TUJUAN LATIHAN -
Bisakah Anda menuliskan ulang tanpa perubahan baris-baris daftar di bawah ini, mulai dari baris yang memuat "Give one point for each instance of the ceiling fan blade" sampai akhir daftar?

Entri anotasi koordinat -
-*-

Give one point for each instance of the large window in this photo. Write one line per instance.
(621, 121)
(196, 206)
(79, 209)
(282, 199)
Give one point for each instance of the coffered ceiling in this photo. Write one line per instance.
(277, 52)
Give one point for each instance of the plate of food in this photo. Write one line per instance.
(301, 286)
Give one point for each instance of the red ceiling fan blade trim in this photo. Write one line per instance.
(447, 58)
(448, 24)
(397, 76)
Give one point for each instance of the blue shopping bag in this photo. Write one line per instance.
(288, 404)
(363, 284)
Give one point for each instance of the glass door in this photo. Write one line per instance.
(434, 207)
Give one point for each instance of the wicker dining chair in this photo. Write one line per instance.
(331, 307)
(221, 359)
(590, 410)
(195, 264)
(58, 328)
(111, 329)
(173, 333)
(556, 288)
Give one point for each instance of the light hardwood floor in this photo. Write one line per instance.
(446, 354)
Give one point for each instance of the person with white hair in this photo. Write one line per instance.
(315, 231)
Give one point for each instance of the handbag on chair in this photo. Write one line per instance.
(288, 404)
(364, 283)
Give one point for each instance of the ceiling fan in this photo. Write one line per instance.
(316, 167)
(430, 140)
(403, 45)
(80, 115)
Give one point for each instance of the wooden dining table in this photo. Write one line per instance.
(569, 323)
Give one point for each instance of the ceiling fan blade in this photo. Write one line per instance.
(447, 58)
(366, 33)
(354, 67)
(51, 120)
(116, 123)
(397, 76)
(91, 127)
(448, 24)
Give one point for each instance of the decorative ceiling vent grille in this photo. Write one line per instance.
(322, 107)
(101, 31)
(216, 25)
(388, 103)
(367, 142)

-*-

JAWABAN TUGAS -
Give one point for each instance of the ceiling fan blade in this photo. Write one line per instance.
(447, 58)
(366, 33)
(354, 67)
(51, 120)
(116, 123)
(397, 76)
(91, 127)
(448, 24)
Give one point for each instance of the decorative ceiling vent grille in this photo. Write one line per instance.
(322, 107)
(101, 31)
(216, 25)
(388, 103)
(367, 142)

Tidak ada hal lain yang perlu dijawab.